◆ **PROVIDED ENTRIES**
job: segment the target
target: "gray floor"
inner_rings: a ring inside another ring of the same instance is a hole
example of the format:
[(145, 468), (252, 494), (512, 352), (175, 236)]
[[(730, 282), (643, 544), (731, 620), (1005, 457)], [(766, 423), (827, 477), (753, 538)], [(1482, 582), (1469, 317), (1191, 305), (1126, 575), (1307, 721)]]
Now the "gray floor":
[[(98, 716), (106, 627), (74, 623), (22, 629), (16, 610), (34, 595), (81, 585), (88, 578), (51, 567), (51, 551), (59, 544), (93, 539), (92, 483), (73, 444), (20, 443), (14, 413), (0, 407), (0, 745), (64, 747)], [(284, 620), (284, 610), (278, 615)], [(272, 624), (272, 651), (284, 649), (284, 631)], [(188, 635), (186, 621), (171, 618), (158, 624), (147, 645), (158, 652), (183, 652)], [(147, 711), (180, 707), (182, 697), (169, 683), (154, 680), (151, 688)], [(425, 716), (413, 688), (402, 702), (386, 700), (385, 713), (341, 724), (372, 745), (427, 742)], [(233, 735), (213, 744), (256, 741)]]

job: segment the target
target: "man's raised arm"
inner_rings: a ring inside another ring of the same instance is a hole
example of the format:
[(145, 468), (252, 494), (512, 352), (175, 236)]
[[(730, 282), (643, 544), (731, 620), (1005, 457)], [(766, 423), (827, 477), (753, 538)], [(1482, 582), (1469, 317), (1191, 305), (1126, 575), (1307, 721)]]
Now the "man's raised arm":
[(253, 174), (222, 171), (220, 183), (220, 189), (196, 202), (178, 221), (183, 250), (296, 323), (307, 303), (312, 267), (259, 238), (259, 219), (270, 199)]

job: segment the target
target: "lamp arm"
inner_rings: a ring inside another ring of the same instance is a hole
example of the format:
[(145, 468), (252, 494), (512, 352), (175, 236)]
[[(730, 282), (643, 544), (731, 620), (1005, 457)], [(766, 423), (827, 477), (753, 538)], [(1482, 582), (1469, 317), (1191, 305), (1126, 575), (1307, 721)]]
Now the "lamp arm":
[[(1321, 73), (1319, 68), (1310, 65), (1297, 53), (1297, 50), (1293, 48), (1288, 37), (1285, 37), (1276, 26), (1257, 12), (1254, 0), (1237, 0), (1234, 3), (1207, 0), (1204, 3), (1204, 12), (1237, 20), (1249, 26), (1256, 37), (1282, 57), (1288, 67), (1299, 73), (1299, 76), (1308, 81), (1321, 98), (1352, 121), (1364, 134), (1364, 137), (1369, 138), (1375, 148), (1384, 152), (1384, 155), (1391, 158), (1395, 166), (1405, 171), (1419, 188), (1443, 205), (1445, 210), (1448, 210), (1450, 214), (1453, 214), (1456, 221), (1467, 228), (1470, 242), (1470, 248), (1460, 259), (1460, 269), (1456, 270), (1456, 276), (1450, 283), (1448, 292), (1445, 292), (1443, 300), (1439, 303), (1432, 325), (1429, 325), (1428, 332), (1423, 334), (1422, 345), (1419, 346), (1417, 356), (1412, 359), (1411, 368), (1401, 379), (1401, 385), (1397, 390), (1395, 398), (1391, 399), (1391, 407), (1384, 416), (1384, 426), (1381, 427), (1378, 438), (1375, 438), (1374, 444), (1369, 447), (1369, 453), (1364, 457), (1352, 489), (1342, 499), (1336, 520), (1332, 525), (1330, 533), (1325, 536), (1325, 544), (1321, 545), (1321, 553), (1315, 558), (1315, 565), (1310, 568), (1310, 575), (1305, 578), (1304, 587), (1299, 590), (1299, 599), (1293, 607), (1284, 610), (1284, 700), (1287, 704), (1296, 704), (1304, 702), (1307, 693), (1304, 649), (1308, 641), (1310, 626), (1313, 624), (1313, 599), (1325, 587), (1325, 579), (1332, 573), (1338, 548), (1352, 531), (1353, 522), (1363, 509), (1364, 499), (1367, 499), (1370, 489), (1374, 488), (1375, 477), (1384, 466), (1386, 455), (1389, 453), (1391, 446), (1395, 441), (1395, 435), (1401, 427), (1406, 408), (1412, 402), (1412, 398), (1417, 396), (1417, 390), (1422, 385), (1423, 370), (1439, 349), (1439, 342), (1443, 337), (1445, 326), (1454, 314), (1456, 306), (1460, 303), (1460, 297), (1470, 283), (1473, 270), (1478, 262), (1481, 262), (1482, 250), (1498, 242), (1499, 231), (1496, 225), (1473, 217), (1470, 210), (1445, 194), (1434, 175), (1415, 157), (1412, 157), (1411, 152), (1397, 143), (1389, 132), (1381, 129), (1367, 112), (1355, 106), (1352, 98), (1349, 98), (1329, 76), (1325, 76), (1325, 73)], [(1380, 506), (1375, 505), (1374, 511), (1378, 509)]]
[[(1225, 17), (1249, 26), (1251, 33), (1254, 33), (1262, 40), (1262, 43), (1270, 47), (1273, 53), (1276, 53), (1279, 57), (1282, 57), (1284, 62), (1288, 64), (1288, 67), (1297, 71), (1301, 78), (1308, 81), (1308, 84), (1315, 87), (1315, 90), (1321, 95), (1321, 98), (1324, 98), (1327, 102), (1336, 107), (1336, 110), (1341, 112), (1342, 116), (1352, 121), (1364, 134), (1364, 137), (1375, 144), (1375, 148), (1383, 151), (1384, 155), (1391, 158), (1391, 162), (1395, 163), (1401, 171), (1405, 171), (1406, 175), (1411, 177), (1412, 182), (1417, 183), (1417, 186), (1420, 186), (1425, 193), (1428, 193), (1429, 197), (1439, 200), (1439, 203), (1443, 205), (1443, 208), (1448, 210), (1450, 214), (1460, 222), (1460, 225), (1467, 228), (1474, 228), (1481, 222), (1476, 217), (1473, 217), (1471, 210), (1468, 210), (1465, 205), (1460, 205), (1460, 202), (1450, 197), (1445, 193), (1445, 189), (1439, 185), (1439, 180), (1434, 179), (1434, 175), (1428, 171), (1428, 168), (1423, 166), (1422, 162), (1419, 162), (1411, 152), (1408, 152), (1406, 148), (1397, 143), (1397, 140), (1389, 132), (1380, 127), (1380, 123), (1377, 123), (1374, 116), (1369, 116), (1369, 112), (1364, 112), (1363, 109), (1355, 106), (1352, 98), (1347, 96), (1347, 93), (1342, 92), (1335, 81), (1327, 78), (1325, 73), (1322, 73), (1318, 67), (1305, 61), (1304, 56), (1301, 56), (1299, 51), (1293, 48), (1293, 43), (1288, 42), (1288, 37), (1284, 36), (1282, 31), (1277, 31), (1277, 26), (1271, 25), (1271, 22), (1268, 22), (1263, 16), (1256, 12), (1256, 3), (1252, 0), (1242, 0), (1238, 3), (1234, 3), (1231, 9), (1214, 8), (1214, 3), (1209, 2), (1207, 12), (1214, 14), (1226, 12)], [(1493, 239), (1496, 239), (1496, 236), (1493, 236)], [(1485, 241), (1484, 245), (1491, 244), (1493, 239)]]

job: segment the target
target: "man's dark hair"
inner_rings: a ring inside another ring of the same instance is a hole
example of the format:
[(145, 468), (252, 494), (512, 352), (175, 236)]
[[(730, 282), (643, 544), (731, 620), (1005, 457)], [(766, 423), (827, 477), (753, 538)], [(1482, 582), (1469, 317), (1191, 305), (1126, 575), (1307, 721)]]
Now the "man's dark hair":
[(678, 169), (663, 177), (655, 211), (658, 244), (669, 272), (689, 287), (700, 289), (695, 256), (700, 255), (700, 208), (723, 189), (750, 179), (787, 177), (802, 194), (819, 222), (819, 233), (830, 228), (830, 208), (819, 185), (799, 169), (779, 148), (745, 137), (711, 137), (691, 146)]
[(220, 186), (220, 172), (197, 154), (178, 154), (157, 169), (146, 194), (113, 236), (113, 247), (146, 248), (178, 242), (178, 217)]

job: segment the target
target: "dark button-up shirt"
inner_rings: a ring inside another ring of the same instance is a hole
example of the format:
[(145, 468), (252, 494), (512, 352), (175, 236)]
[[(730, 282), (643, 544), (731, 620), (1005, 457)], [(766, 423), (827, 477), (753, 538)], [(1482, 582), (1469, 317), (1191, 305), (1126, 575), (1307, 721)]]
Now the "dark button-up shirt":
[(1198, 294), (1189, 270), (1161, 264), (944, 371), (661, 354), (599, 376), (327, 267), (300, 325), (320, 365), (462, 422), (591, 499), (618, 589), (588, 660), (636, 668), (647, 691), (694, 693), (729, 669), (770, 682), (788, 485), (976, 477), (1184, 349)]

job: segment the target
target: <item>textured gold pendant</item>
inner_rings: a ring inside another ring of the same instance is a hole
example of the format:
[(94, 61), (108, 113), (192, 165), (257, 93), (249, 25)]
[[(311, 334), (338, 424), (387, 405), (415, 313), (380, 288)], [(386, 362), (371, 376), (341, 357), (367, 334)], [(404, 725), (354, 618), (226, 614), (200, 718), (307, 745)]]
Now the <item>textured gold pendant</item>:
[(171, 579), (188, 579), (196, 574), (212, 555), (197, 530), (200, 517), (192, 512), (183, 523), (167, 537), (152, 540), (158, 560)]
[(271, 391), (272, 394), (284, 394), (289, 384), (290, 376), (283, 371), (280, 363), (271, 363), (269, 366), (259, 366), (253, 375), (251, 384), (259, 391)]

◆ **OBJECTIVE**
Repeat everything from the start of the entries down to the line containing "744), (256, 741)]]", including that line, with the requests included. Shift every coordinate in the answer outlines up by 123, leaving the requests and their format samples unchanged.

◆ **EXERCISE RESPONSE**
job: segment the target
target: "gray floor"
inner_rings: a ring inside another ring of the same instance is a hole
example of the format:
[(145, 468), (252, 494), (512, 352), (175, 236)]
[[(730, 282), (643, 544), (731, 620), (1005, 457)], [(766, 423), (827, 477), (753, 538)], [(1482, 582), (1469, 317), (1191, 305), (1126, 575), (1307, 721)]]
Now the "gray floor":
[[(221, 839), (229, 750), (197, 746), (145, 752), (139, 733), (157, 718), (204, 708), (211, 701), (174, 690), (174, 674), (182, 667), (216, 662), (215, 606), (196, 567), (143, 566), (137, 536), (123, 530), (123, 868), (187, 870)], [(407, 743), (407, 733), (401, 738)], [(395, 747), (395, 774), (407, 772), (407, 754)], [(311, 758), (309, 744), (294, 741), (281, 747), (270, 768), (281, 775), (306, 775)], [(270, 834), (303, 830), (305, 820), (292, 806), (277, 803), (274, 811)], [(548, 839), (536, 811), (525, 825), (509, 823), (508, 836), (464, 847), (495, 868), (550, 865)], [(356, 858), (336, 867), (379, 864)]]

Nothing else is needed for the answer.